[Point labeling examples]
* START *
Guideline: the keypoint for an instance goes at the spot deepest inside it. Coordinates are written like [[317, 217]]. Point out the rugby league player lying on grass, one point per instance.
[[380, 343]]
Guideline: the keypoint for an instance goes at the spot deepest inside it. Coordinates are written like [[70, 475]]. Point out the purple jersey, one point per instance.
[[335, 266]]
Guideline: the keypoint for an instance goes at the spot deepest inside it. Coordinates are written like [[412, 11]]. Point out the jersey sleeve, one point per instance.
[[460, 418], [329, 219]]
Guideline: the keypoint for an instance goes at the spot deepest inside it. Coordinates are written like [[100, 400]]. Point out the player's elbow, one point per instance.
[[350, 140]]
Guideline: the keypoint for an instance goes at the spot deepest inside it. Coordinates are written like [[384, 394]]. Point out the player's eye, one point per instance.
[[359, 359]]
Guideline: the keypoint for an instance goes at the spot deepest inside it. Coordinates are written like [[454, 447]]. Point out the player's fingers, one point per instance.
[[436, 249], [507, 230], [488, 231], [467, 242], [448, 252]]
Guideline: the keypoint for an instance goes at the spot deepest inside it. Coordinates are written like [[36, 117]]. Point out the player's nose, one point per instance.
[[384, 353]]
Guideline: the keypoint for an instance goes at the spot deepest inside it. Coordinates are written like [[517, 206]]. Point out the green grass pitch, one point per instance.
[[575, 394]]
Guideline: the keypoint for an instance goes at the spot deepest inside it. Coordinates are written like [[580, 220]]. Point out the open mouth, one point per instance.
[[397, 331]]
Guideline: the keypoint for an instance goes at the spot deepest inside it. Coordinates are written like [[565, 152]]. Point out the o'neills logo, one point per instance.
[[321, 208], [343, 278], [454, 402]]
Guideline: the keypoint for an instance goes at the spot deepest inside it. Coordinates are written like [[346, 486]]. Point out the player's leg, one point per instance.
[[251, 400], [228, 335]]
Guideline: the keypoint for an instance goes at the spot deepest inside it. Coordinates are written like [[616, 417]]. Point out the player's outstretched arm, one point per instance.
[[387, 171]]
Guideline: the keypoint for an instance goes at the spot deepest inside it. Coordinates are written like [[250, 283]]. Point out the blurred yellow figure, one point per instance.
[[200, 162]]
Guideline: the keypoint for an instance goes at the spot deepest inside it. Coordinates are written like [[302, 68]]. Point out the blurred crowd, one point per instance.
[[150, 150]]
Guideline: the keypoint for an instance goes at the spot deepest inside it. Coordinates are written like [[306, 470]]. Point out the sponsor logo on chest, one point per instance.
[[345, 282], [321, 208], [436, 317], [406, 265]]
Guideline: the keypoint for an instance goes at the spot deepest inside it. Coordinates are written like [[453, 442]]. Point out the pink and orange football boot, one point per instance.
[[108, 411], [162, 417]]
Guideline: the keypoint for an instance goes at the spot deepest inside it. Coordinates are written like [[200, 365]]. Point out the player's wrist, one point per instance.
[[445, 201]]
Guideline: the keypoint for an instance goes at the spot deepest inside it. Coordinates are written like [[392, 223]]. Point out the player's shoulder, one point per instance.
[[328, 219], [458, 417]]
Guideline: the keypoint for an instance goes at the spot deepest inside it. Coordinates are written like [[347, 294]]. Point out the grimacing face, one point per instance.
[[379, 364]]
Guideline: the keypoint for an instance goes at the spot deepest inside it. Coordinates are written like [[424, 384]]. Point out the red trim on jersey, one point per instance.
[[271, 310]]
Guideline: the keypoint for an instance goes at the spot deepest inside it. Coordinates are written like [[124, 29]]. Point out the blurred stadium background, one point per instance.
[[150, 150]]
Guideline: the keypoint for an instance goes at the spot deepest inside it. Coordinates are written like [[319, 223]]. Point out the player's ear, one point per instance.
* END *
§ **WHAT THE TASK REQUIRES**
Every record shown above should be written out again exactly.

§ **ANSWER TO THE TASK**
Guideline: the keypoint for an instance goes at the spot deepest inside it. Coordinates are written like [[317, 217]]. Point out the rugby league player lying on grass, one point per instance.
[[380, 343]]
Guideline: the keypoint for an instance goes at the spot deepest inside it. Coordinates are written like [[70, 475]]. Point out the purple jersey, one point per instance.
[[335, 266]]
Guideline: the keypoint for an instance goes at the spot deepest inside it. Coordinates are written like [[412, 11]]. Point out the jersey sleeve, one point per instance.
[[460, 418], [329, 219]]
Guideline: the keypoint for an instance goes at the spot deepest inside it. Coordinates are written like [[100, 400]]. Point out the player's elbow, one point per instance.
[[350, 140]]
Guideline: the keypoint for an instance goes at the spot deepest inside it. Coordinates are written like [[384, 394]]. Point out the player's eye, one point per instance.
[[359, 359]]
Guideline: the keypoint for an instance goes at the spot deepest inside it. Coordinates are written like [[454, 447]]. Point out the player's fingers, one point per instance.
[[436, 249], [507, 230], [488, 231], [467, 242], [448, 252]]
Guideline: the keypoint for an instance goes at the spot deepest inside it. Coordinates are written like [[36, 117]]. Point out the player's nose, one point per instance.
[[384, 353]]
Guideline: the keypoint for an instance goes at the spot deepest inside it. Coordinates are written like [[517, 206]]. Point out the green grass pitch, one point per instance.
[[575, 394]]
Guideline: the keypoint for an instance goes at the spot deepest inside it. Coordinates are written like [[580, 220]]. Point out the open mouth, one point per instance.
[[397, 331]]
Guideline: the keypoint for an instance goes at the spot deepest inside it. Coordinates are written like [[565, 152]]. Point out the o'neills logo, one point per instance.
[[321, 208], [343, 278], [454, 402]]
Guideline: the keypoint for an instance goes at the spot deepest inside it. Coordinates are written like [[346, 486]]. Point out the player's leg, one point per instance.
[[251, 400], [228, 335]]
Guideline: the keypoint for an instance goes at the spot deepest inside it. Coordinates are written like [[616, 417]]. Point out the player's outstretched arm, one point per instance.
[[387, 171]]
Guideline: the keypoint for an instance goes at the spot deepest inside it. Coordinates are written like [[250, 283]]. Point out the blurred yellow figure, one point per instance.
[[200, 162]]
Guideline: the keypoint for an instance goes at the spot deepest inside it. Coordinates are written like [[302, 68]]. Point out the blurred crowd, one point per instance.
[[150, 150]]
Guideline: the keypoint for an instance goes at the spot deepest inside it. Coordinates are written like [[306, 470]]. Point out the sponsor logo on chest, one point per instance.
[[345, 282], [321, 208], [436, 317], [406, 265]]
Guideline: the keypoint for an instance goes at the spot deepest inside it. Coordinates are written like [[453, 442]]. Point out the pink and orange football boot, one point per instance.
[[108, 411], [162, 417]]
Guideline: the keypoint for an instance goes at the spot deepest inside it. Coordinates are written like [[200, 365]]. Point out the player's wrist, one point per instance.
[[445, 201]]
Guideline: the keypoint for an instance goes at the spot deepest inside it. Coordinates are written like [[392, 223]]. Point out the player's shoulder, one point per instance.
[[328, 219], [458, 417]]
Guideline: the keypoint for an instance goes at the spot deepest inside it. Coordinates are written like [[347, 294]]. Point out the grimacing face, one point per instance.
[[379, 364]]
Guideline: the keypoint for an instance goes at the spot deepest inside it. Coordinates are written like [[424, 384]]. Point out the red trim on jersey, one point per instance.
[[271, 310]]
Guideline: the keypoint for an instance goes at the spot deepest inside it. Coordinates are written like [[124, 29]]. Point out the blurred stadium background, one point per instance.
[[150, 150]]
Guideline: the keypoint for an instance goes at the spot deepest inside it. Coordinates are written like [[319, 223]]. Point out the player's ear, one point per instance.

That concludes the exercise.